**ABOUT THIS EXERCISE**: The line with "One point per instance, each like (787, 18)." marks where to begin. Please copy it and each line after it to the end of the records below, exactly.

**GIVEN ENTRIES**:
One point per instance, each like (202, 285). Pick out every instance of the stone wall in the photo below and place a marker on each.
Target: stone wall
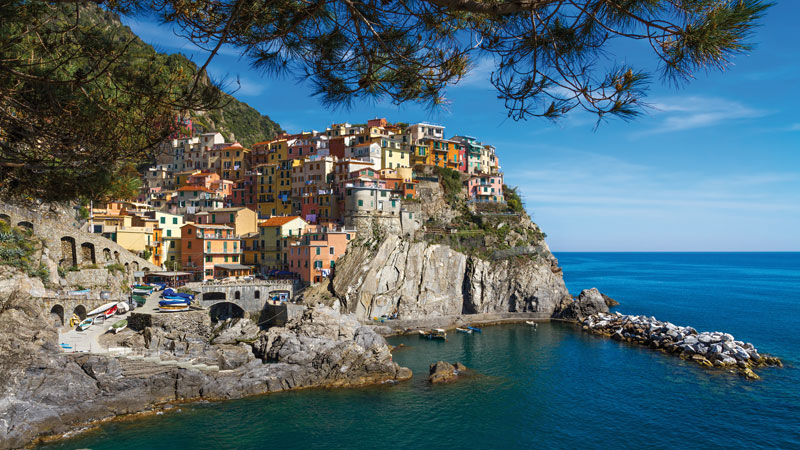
(66, 246)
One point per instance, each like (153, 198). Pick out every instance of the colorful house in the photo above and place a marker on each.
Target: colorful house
(204, 246)
(313, 257)
(483, 188)
(272, 233)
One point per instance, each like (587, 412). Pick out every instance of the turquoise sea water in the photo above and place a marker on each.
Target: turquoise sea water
(552, 388)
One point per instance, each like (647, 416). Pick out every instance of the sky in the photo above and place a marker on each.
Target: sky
(714, 165)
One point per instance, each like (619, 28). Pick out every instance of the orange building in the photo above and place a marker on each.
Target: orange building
(204, 246)
(313, 257)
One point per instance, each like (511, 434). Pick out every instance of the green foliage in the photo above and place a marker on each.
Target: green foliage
(513, 200)
(16, 247)
(246, 124)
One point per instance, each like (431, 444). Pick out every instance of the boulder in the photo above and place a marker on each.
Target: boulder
(588, 303)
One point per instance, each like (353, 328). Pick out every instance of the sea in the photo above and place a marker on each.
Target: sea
(555, 387)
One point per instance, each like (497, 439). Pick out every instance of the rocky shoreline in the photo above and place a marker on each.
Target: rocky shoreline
(708, 349)
(48, 393)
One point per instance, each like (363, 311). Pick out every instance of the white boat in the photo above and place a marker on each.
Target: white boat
(174, 308)
(118, 326)
(86, 323)
(102, 308)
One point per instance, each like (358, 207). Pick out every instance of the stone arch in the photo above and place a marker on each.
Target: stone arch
(87, 253)
(80, 311)
(214, 296)
(26, 224)
(225, 310)
(57, 315)
(69, 257)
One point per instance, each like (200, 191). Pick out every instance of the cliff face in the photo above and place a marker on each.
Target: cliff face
(423, 280)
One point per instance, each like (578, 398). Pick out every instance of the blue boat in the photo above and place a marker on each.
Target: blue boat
(174, 302)
(169, 292)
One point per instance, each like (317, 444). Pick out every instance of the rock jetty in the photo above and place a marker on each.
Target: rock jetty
(442, 371)
(709, 349)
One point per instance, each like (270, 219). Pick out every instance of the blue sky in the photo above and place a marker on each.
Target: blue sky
(714, 166)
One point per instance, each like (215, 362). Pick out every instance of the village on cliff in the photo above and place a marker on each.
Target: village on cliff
(288, 207)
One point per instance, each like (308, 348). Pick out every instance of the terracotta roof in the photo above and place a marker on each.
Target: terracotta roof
(196, 188)
(278, 221)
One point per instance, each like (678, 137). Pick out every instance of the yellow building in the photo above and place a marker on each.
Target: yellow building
(233, 162)
(271, 236)
(242, 220)
(393, 153)
(251, 251)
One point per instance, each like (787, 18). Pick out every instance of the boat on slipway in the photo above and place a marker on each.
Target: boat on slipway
(173, 307)
(118, 326)
(85, 324)
(101, 308)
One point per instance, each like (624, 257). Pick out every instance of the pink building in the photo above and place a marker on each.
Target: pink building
(314, 256)
(485, 188)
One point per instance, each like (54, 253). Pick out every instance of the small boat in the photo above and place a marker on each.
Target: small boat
(169, 292)
(174, 301)
(110, 311)
(173, 308)
(436, 333)
(86, 323)
(118, 326)
(102, 308)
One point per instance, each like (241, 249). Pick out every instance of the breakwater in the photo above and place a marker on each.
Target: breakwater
(709, 349)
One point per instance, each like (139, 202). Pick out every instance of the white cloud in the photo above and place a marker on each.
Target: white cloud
(679, 114)
(479, 76)
(592, 202)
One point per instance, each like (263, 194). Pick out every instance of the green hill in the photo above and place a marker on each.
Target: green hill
(245, 122)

**RESULT OF THE TASK**:
One point per instance, each like (787, 18). Pick out every instance of the boat on slipway in the photo above and place a marker on each.
Target: boat on slipway
(173, 307)
(118, 326)
(85, 324)
(101, 308)
One point per instance, each like (624, 257). Pick out every instance of the pink building in the photo above and place a marker on each.
Target: pink building
(314, 256)
(485, 188)
One point per instance, each like (54, 253). Pick out every instance of the small boat in the photo above and place a marker on each.
Target: small boat
(169, 292)
(174, 301)
(110, 311)
(173, 308)
(436, 333)
(86, 323)
(118, 326)
(102, 308)
One point per instance, each like (241, 249). Pick out every instance of the breakwater in the photo above and place a marker on each.
Target: breakwater
(709, 349)
One point per instance, each like (139, 202). Pick out every instance of the white cloud in the photo above and place a marker on each.
Target: white cloud
(679, 114)
(479, 76)
(592, 202)
One point per instance, each like (263, 194). Pick out every instance of the green hill in the photo above and place a marker on each.
Target: green hill
(245, 122)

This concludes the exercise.